CHALLENGE:
Output only the span of lines that begins at the line containing "Please mark the hazy" and ends at the last line of the data, both included, exactly as they appear.

==========

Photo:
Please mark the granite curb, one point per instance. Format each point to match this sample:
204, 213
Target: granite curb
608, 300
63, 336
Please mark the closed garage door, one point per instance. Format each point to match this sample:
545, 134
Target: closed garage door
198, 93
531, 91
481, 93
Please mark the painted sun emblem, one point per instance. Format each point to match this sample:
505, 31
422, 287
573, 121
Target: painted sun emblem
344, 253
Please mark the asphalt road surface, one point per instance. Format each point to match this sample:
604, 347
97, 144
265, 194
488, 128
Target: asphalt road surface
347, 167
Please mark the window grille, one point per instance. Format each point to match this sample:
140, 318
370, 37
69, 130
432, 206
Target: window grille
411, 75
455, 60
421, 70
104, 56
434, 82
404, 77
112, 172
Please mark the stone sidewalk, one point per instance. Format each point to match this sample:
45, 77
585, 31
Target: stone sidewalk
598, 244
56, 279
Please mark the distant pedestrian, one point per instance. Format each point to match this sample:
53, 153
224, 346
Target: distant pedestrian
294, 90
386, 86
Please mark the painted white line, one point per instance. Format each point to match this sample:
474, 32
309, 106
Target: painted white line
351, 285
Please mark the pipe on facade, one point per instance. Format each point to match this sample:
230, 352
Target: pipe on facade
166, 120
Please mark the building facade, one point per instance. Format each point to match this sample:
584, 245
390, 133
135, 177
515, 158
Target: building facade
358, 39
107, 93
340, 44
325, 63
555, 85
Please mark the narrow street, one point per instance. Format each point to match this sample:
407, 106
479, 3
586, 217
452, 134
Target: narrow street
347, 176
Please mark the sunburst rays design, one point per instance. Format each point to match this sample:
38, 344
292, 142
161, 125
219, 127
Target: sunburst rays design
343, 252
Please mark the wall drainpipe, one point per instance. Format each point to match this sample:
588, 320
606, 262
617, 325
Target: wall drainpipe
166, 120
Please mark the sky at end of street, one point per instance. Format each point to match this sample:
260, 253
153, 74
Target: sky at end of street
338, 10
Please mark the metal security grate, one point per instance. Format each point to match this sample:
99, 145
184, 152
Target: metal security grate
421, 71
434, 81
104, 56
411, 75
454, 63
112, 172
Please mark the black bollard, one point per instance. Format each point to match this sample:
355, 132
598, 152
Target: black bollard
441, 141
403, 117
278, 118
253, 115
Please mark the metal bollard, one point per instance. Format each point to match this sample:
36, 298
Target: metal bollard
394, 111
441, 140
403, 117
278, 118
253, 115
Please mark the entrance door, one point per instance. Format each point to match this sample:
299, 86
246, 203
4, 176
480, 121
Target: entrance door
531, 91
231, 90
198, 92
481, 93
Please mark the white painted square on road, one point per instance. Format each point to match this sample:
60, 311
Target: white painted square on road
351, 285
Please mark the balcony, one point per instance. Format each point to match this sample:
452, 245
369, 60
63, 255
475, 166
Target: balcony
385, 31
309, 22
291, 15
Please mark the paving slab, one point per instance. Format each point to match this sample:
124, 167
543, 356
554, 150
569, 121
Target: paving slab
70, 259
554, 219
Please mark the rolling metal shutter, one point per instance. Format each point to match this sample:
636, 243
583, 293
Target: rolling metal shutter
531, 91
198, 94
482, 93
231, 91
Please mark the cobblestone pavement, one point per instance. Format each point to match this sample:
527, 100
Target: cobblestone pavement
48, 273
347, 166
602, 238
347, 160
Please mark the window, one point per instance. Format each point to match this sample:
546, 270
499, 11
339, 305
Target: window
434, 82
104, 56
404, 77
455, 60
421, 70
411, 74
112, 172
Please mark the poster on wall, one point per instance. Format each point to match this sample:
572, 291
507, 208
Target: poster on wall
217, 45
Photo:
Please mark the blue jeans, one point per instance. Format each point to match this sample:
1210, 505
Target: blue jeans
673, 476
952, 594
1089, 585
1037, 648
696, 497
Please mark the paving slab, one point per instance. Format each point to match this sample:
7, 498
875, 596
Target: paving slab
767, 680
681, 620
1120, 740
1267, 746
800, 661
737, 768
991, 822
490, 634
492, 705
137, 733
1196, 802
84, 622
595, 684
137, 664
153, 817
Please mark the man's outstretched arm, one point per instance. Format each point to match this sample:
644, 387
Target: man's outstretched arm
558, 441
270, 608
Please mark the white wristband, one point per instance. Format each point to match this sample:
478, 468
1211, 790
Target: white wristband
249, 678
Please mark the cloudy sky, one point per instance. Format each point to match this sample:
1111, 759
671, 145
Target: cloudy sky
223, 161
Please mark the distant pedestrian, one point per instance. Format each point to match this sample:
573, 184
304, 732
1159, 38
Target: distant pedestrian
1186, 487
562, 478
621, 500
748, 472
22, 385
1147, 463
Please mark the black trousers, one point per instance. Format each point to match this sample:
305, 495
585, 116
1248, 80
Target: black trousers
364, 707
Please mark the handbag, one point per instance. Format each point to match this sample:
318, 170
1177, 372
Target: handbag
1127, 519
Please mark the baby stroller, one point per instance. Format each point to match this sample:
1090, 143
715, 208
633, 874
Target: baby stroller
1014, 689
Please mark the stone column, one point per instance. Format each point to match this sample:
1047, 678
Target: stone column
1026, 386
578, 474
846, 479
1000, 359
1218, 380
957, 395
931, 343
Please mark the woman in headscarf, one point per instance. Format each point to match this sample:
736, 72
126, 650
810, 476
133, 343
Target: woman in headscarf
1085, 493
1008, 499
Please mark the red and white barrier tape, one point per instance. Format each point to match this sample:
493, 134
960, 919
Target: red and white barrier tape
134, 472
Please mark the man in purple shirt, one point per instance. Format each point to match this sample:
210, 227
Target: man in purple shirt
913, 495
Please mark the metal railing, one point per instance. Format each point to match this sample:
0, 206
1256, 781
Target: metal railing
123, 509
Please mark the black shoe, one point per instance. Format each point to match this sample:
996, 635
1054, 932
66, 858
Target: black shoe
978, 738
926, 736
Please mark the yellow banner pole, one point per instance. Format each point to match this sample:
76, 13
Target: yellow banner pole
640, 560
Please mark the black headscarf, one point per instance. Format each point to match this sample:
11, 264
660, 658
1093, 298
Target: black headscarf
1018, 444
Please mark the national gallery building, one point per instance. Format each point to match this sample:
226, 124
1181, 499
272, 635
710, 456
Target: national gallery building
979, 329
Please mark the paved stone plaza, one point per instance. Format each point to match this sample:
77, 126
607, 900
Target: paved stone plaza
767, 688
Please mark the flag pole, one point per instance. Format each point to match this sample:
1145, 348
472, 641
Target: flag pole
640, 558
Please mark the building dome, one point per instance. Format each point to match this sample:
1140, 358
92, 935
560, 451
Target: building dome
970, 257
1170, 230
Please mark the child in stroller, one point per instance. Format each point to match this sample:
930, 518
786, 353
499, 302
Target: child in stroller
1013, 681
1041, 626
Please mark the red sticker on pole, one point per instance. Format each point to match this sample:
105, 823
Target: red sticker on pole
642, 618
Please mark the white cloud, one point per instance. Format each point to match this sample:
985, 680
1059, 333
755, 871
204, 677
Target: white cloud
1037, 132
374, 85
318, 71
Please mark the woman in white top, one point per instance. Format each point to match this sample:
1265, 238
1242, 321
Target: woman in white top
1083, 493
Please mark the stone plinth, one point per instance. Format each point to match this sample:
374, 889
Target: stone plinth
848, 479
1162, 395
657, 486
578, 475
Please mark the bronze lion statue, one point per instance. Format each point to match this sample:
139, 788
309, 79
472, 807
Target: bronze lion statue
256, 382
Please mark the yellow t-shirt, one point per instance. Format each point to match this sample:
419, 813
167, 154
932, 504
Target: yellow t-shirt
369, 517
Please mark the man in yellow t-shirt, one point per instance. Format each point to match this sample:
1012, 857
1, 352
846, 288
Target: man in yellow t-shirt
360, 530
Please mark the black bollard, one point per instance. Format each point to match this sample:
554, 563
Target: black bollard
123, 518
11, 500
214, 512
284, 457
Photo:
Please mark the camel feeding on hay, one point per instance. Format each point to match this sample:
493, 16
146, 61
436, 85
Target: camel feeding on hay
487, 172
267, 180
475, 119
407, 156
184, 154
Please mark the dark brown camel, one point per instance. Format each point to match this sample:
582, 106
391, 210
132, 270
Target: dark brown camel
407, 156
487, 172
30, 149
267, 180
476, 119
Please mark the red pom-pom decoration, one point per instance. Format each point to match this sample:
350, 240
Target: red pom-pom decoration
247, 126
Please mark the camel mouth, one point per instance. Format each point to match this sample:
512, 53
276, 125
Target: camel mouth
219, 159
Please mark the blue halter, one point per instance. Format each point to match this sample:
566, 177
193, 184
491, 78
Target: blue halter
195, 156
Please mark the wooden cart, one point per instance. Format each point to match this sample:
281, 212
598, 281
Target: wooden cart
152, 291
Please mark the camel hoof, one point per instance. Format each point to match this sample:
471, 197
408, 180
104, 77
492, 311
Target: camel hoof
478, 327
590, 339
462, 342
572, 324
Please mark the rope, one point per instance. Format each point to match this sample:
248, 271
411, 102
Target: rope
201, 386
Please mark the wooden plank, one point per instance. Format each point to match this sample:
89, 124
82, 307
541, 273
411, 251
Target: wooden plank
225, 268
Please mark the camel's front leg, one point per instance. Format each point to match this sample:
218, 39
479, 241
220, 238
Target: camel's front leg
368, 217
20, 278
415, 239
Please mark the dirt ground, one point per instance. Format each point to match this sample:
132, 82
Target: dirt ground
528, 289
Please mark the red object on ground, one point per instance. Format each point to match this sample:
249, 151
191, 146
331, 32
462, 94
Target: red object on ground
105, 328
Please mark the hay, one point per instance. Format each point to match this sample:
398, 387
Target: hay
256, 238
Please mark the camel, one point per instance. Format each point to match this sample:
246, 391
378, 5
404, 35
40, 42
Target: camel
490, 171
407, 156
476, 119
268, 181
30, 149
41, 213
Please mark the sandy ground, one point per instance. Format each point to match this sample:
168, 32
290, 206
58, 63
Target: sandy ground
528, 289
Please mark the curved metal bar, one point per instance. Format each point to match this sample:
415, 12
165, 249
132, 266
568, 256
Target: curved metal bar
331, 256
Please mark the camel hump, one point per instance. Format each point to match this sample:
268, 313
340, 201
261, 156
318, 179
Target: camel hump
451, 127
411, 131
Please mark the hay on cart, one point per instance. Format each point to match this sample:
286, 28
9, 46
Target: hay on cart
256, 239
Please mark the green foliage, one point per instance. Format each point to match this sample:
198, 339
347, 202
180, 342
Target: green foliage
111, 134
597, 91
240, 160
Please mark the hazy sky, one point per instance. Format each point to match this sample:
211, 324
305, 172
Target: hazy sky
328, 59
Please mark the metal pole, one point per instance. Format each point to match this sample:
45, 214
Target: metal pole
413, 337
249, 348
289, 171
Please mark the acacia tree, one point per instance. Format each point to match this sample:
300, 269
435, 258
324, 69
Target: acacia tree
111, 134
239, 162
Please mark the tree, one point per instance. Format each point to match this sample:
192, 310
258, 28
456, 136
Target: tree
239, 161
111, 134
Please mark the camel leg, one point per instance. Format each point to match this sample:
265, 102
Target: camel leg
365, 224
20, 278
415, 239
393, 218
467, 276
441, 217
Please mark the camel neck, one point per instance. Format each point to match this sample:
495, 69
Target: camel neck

==========

RESULT OF THE TASK:
Please mark the hazy sky, one point per instance. Format each point to match this sample:
211, 324
305, 172
Target: hazy sky
328, 59
Please mark the metal pole, one point per instance. Format each point to match this sample:
45, 214
Target: metal pole
413, 337
249, 348
289, 171
Please mark the acacia tree, one point per instance. Format each point to match this sample:
300, 269
435, 258
324, 69
Target: acacia tree
111, 134
239, 162
Please mark the tree, one point per instance. Format each point to match this sample:
192, 310
258, 28
456, 136
Target: tree
239, 161
111, 134
Please mark the camel leg, one point per instance. Format each point to match this sample:
265, 102
Target: camel leg
365, 224
20, 278
415, 239
393, 218
467, 276
441, 217
Please mark the camel neck, one point per instance. Format each point to match this sample:
495, 69
Target: camel neck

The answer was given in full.